[Your goal] Rewrite the rows starting with the line with "form: x=171 y=356." and going on through the line with "x=562 y=231", changing "photograph" to "image" and leaving everything else as it is. Give only those rows, without the pictures.

[Data]
____
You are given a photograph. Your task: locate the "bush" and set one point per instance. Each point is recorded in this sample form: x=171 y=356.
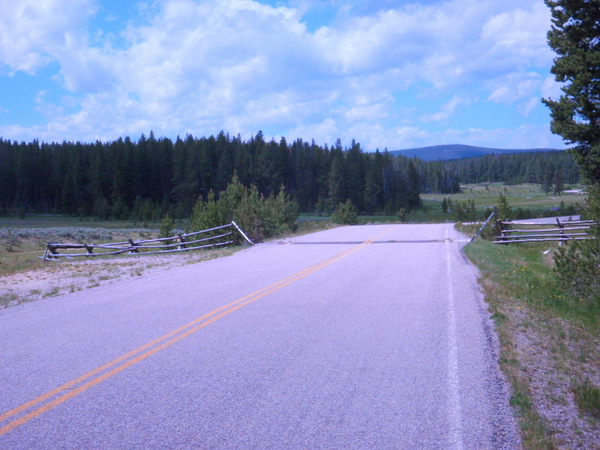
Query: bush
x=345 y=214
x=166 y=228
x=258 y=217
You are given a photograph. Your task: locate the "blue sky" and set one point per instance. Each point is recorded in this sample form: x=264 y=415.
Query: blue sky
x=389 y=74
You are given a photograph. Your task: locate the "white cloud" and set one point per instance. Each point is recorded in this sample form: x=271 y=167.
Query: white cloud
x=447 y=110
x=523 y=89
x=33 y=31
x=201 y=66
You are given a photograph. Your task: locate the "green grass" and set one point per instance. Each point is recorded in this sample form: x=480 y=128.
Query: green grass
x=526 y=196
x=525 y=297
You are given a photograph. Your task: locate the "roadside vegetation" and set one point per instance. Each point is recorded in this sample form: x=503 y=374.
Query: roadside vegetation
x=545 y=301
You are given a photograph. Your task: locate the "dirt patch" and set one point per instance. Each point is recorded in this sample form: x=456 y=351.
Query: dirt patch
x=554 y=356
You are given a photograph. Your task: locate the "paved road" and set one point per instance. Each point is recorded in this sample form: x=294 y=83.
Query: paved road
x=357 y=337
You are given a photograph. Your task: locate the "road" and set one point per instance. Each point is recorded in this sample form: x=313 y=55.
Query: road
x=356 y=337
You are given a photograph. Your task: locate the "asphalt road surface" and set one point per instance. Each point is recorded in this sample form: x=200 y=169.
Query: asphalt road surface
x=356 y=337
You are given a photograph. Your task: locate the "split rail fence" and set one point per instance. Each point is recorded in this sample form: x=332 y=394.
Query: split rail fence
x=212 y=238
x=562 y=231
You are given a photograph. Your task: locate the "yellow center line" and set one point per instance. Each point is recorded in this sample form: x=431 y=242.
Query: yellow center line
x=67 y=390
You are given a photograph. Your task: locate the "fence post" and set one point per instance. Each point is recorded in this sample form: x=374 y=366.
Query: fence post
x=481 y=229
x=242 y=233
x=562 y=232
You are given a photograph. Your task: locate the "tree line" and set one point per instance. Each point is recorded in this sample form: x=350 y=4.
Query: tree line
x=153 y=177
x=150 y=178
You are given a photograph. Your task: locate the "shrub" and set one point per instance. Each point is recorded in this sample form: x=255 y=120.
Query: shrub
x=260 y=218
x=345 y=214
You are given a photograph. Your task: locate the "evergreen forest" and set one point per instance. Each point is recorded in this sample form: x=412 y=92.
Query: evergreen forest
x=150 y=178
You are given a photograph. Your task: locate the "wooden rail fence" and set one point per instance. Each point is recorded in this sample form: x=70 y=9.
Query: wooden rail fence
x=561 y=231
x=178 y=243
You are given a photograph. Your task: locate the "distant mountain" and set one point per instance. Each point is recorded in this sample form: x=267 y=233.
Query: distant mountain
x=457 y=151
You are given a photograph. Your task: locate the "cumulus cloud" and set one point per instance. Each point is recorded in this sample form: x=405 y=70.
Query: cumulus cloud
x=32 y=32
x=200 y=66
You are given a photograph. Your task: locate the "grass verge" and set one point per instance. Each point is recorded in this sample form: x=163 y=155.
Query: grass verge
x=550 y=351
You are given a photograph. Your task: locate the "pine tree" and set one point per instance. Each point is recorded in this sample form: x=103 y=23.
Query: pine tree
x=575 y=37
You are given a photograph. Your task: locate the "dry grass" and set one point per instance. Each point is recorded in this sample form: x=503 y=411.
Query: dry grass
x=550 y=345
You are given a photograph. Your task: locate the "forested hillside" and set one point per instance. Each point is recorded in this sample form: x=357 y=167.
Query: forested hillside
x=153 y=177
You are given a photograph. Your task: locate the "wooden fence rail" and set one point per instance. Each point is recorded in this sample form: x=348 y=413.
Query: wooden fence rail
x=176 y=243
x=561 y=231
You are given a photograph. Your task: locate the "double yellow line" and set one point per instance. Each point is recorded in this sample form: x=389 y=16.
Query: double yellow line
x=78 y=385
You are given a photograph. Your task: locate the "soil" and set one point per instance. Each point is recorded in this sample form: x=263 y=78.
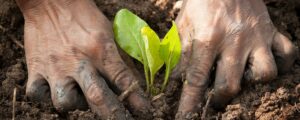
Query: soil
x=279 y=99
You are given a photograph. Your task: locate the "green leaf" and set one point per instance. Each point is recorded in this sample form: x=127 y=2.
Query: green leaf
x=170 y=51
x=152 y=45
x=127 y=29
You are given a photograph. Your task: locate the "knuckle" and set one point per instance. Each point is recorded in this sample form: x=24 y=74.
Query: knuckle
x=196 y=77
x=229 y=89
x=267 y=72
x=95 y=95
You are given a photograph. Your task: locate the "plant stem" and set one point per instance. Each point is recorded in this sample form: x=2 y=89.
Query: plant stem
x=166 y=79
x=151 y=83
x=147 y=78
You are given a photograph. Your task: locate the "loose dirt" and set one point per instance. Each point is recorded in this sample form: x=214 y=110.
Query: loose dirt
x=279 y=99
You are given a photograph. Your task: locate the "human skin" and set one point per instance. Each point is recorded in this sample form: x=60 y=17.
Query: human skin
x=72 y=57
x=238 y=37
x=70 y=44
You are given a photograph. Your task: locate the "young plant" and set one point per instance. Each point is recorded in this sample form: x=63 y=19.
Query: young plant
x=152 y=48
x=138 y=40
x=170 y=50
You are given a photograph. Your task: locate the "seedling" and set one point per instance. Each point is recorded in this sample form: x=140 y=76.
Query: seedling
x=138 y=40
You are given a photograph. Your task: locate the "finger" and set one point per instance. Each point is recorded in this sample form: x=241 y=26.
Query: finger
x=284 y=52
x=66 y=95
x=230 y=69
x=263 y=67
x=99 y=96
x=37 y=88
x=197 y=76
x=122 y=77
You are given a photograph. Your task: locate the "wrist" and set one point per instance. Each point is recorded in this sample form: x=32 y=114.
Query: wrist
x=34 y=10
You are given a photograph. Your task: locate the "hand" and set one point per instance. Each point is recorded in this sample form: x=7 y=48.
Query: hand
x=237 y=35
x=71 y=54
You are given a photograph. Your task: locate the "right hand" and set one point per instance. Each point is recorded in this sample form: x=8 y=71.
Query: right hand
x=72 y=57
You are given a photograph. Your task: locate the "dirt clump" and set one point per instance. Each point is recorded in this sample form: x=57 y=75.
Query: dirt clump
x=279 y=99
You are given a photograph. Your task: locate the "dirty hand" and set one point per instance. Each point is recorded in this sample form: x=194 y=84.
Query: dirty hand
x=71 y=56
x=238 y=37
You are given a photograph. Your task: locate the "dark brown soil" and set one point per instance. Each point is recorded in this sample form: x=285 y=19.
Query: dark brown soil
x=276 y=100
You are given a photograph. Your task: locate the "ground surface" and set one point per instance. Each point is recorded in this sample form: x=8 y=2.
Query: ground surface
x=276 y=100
____
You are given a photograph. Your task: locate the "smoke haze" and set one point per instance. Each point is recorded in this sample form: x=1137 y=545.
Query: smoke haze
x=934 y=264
____
[Answer]
You are given a image. Your task: locate the "bush" and set one point per instance. Each point is recorded in this sample form: x=171 y=356.
Query: bush
x=345 y=214
x=166 y=228
x=258 y=217
You are given a image. Your task: locate the "blue sky" and set one point per instance. Each point is recorded in this sample form: x=264 y=415.
Query: blue sky
x=389 y=74
You are given a image. Your task: locate the "white cloud" and set one point per instance. Each point is recorded in this sample form: x=271 y=167.
Query: white cloud
x=447 y=110
x=523 y=89
x=33 y=31
x=201 y=66
You are given a image. Your task: locate the "green grass" and set one point per instance. Each point is recorded in this sample form: x=480 y=128.
Query: green grass
x=526 y=196
x=525 y=297
You are given a image. Your task: locate the "roadside vegetation" and set one point per instance. Each point is recorded in this sample form: x=503 y=374.
Query: roadside vegetation
x=545 y=301
You are given a image. Your task: locate the "dirt patch" and set one point per instance. Each point is recorded in this sample form: x=456 y=351.
Query: dirt patch
x=554 y=356
You are given a image. Your task: locate the "paved road" and set one point per instance. Each point is recorded in this sample form: x=294 y=83.
Query: paved road
x=357 y=337
You are given a image. Your task: locate the "road" and set one point per instance. Each point is recorded in this sample form: x=313 y=55.
Query: road
x=356 y=337
You are given a image. Your task: locate the "asphalt road surface" and set one point per instance. Each point is recorded in this sample form: x=200 y=169.
Query: asphalt road surface
x=356 y=337
You are given a image. Your task: locate the "split rail fence" and set one point per instance. Each point is recorded in this sample form: x=332 y=394.
Query: split rail fence
x=212 y=238
x=562 y=231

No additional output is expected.